Exercise description
Beginning with the line that holds "Where can you see the eyeglasses?", set down each line of the data below through the very last, exactly as given, and nothing beyond that.

Source data
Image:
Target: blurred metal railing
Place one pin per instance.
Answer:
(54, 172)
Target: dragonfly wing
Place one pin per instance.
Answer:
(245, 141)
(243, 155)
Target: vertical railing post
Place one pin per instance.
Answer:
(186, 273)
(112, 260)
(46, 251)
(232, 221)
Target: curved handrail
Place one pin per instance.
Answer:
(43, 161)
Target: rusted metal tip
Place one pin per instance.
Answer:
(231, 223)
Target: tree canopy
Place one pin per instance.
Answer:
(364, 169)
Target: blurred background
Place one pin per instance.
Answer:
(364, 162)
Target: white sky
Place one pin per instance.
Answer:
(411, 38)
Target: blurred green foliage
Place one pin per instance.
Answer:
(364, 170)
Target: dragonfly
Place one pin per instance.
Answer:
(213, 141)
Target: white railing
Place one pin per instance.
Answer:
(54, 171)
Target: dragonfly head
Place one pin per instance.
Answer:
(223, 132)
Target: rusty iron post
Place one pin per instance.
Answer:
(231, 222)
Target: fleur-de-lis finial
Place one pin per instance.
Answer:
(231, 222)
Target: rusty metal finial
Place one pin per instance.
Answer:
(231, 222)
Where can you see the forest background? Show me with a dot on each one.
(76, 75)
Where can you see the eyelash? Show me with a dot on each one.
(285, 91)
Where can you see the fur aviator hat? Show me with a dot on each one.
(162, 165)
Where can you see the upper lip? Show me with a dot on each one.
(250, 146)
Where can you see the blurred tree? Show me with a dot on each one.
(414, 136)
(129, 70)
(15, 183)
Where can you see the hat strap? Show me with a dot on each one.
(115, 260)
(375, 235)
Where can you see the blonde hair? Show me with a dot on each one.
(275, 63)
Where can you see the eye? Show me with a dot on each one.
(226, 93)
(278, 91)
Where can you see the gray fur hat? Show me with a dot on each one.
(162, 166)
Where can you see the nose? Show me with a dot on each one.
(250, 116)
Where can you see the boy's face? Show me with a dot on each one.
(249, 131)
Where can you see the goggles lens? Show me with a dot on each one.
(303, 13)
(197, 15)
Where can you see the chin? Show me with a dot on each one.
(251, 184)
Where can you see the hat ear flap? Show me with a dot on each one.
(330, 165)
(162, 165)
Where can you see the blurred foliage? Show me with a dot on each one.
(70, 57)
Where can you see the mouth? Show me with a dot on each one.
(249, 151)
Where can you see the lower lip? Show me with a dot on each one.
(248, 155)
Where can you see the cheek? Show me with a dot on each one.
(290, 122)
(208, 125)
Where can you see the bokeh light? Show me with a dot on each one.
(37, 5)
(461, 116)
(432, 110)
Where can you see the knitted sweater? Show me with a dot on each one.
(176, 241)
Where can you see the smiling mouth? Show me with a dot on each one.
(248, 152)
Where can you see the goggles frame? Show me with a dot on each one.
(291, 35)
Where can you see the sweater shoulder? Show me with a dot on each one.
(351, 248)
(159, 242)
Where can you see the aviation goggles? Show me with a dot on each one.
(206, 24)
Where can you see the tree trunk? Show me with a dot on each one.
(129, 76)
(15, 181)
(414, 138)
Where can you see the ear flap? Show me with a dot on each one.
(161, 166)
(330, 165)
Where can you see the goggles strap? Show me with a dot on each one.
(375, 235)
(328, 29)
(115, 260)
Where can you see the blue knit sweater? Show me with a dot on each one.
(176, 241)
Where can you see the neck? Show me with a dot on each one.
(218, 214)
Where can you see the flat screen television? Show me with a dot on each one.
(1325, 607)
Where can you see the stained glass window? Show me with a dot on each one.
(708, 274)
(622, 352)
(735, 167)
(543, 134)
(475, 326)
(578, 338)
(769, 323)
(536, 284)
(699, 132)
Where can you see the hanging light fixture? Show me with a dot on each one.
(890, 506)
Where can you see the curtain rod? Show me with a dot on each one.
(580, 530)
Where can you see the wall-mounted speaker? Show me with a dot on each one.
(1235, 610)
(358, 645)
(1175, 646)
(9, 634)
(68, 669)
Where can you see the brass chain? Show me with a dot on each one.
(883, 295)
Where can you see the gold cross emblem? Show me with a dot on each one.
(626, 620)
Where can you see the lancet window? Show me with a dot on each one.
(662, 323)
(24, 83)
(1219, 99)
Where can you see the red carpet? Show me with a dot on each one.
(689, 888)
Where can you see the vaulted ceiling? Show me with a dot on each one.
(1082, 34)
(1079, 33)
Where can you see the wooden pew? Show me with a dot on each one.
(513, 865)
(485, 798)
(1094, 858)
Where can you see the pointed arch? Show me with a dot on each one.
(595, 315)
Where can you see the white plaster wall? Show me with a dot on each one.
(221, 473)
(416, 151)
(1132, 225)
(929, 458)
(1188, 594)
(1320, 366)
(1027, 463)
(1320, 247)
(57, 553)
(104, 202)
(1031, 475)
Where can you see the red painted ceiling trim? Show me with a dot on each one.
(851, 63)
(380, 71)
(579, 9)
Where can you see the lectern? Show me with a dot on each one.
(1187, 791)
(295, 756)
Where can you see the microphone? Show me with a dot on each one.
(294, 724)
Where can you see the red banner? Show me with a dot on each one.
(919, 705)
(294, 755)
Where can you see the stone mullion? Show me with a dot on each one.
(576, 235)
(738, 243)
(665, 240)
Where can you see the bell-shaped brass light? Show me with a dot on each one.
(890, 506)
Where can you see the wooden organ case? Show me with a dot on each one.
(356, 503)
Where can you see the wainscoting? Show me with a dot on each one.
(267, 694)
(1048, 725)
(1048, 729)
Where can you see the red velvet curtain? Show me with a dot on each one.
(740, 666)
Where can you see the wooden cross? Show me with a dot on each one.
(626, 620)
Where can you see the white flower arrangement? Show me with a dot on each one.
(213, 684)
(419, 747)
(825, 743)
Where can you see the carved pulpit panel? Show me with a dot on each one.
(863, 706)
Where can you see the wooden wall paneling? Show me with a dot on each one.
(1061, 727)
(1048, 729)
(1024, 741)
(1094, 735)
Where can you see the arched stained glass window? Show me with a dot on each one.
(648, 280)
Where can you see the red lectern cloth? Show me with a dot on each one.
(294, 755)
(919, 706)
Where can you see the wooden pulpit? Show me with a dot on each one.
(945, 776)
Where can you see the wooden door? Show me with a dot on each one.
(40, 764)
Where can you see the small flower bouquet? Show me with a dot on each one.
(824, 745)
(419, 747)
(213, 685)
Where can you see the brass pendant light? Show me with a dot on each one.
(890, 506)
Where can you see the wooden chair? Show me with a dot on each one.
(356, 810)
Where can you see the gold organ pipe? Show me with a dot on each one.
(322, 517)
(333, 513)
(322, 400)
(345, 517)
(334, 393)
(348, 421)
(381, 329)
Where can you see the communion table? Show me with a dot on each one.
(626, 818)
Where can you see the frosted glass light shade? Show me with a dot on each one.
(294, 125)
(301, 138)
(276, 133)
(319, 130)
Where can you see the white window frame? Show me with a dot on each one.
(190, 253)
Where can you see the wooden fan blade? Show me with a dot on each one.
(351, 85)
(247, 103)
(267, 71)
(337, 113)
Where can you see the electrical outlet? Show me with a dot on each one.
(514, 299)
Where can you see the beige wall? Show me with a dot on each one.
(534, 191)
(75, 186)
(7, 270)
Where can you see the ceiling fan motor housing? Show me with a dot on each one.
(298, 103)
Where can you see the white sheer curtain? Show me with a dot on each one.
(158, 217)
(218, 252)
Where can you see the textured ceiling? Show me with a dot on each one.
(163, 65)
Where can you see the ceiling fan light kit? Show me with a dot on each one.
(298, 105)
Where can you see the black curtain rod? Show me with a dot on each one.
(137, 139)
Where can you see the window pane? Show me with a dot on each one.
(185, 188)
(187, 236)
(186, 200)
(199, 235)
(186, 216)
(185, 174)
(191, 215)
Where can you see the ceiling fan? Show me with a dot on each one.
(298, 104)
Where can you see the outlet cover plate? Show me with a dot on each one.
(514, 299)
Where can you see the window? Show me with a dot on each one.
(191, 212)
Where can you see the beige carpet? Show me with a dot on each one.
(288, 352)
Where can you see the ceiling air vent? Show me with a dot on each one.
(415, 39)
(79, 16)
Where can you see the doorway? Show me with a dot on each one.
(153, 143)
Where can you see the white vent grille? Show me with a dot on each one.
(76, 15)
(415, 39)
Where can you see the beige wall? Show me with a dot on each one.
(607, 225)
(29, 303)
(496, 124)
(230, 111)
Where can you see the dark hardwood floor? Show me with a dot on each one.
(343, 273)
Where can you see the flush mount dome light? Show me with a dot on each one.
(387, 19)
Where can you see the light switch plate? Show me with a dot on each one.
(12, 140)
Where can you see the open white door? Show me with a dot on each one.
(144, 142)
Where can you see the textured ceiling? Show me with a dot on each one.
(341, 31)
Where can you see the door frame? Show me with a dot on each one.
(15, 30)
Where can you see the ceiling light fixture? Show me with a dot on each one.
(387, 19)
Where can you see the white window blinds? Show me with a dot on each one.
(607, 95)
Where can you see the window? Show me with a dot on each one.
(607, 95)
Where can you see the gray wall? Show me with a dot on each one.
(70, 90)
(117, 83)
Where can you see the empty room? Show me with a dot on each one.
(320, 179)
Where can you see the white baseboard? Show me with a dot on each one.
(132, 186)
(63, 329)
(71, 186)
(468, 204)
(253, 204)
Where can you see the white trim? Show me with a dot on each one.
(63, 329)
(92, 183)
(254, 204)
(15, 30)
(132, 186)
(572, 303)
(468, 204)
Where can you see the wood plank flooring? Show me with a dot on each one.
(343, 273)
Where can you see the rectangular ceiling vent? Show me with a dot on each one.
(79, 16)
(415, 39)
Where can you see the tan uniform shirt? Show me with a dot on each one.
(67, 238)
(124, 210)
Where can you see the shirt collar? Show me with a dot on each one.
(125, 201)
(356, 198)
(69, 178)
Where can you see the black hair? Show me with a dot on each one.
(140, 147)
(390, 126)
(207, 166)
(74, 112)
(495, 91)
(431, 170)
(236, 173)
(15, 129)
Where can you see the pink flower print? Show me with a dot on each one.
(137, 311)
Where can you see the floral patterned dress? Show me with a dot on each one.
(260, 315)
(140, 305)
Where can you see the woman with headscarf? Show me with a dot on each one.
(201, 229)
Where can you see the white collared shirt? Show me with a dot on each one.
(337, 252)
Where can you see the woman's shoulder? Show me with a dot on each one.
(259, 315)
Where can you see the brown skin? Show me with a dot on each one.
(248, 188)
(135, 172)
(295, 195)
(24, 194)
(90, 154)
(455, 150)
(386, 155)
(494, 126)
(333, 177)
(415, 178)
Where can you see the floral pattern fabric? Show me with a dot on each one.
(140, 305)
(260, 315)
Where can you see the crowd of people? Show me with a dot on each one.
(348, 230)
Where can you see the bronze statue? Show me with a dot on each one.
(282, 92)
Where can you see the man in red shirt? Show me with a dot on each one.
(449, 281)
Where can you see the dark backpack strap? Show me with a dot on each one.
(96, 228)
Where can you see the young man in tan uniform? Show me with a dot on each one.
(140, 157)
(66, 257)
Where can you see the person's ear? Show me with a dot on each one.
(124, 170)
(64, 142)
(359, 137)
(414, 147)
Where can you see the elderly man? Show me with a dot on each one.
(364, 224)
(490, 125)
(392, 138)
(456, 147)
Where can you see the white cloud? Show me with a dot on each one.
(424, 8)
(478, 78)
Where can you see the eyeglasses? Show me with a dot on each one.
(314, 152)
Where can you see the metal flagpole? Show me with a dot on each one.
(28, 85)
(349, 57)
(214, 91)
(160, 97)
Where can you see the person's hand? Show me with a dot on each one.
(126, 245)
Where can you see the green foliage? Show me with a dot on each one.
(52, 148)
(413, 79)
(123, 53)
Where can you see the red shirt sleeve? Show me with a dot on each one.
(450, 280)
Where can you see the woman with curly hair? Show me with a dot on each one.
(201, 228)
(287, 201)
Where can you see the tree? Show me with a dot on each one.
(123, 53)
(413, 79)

Response for this exercise
Where can you see the eyeglasses? Show me with a dot on each one.
(314, 152)
Where can you see the metal flagpole? Show me with a dot on each one.
(28, 85)
(349, 57)
(214, 91)
(160, 97)
Where can you see the person's hand? Show me with a dot on each one.
(126, 245)
Where can you see the green foliage? Show me with a dot on each one.
(52, 148)
(413, 79)
(123, 53)
Where can you see the red shirt sleeve? Show me with a dot on each one.
(450, 280)
Where can you see the woman with curly hair? Show me with a dot on each one.
(201, 228)
(287, 201)
Where can you see the tree? Show me with a dot on each one.
(123, 53)
(413, 79)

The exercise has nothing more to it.